*Written tasks*.
[1] Answer these questions from the judgment below, each on its own line:
(a) Under which section of the Wealth-tax Act was the certificate for Civil Appeals Nos. 1226 and 1227 of 1975 granted?
(b) What condition must be met for the exemption under the proviso?
(c) Which High Court decision took the view extending a wider benefit of the exemption?
[2] Using the judgment below, decide whether each statement agrees with it. Answer yes or no and quote the words that settle it.
(a) The assessee brought Civil Appeal No. 1118 of 1975.
(b) The Bombay High Court was among those that construed the provision as the Revenue suggested.
(c) The exemption at issue is a proviso in the Wealth-tax Act, 1961.

The judgment of the court was delivered by
VENKATACHALIAH J.-Civil Appeal No. 1118 of 1975, by
special leave, by the Commissioner of Wealth-tax, Andhra Pradesh, and Civil
Appeals Nos. 1226 and 1227 of 1975, on a certificate, under section 29(1) of the
Wealth-tax Act, 1957 (the "Act"), by the assessee, raise a question as
to the proper construction of the proviso to section 4(1)(a) of the Act, which
provides for exemption in respect of transferred assets which would otherwise be
includible in the wealth of the assessee under section 4(1)(a) of the Act.
The condition for the grant of the exemption under the
proviso is that the transfer of the asset is either chargeable to gift-tax or is
not chargeable under section 5 of the Gift-tax Act, 1958. The particular point
for consideration is whether, on the language of the proviso, the exemption is
attracted only to such gifts as were chargeable to tax for any assessment year
commencing "after the 31st day of March, 1964," as understood by the
Revenue or whether the gifts even made earlier would attract the benefit of the
exemption as claimed by the assessees.
There appears to be a divergence of judicial opinion on
the point in the High Courts. In CWT v. Sarala Debi Birla [1975] 101 ITR 488
(Cal), T. Saraswathi Achi v. CIT [1976] 104 ITR 185 (Mad), CWT v. Seth Nand Lal
Ganeriwala [1977] 107 ITR 758 (P & H), M. G. Kollankulam v. CIT [1978] 115
ITR 160 (Ker), Malti Harshey v. C WT [1980] 121 ITR 676 (MP) and CWT v. Rasesh
N. Mafatlal [1980] 126 ITR 173 (Bom), the High Courts have construed the
provision in the manner suggested by the Revenue. CWT v. Hashmatunnisa Begum
[1977] 108 ITR 98 (AP) has taken the opposite view extending a wider benefit of
the exemption.
The opinion of the Calcutta High Court in CWT v. Sarala
Debt Birla [1975] 101 ITR 488, which is representative of the view in favour of
the Revenue, is under appeal in Civil Appeals Nos. 1226 and 1227 of 1985 and the
opinion of the Andhra Pradesh High Court in CWT v. Hashmatunnisa Begum [1977]
108 ITR 98, which is favourable to the assessee is under appeal in Civil Appeal
No. 1118 of 1975 preferred by the Revenue.
In Civil Appeal No. 1118 of 1975, the assessee, Smt.

*Data excerpt*.
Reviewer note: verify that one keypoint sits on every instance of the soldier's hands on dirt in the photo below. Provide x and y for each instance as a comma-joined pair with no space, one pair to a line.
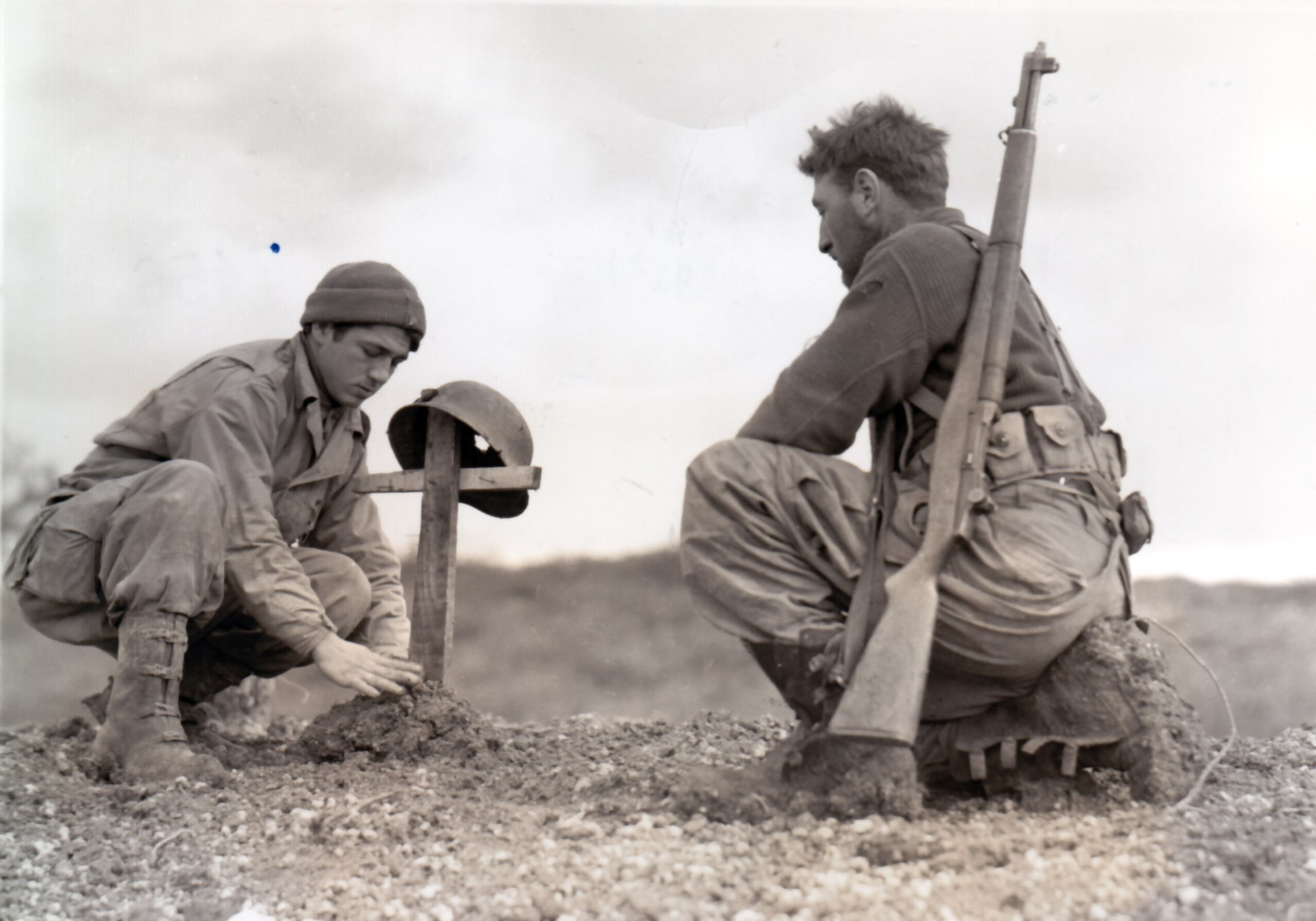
354,666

*Responses per task*.
[1]
(a) Section 29(1) of the Wealth-tax Act, 1957.
(b) The transfer of the asset must be either chargeable to gift-tax or not chargeable under section 5 of the Gift-tax Act, 1958.
(c) CWT v. Hashmatunnisa Begum [1977] 108 ITR 98 (AP), decided by the Andhra Pradesh High Court.

[2]
(a) No: "by special leave, by the Commissioner of Wealth-tax, Andhra Pradesh"
(b) Yes: "126 ITR 173 (Bom), the High Courts have construed the provision in the manner suggested by the Revenue"
(c) No: "Wealth-tax Act, 1957"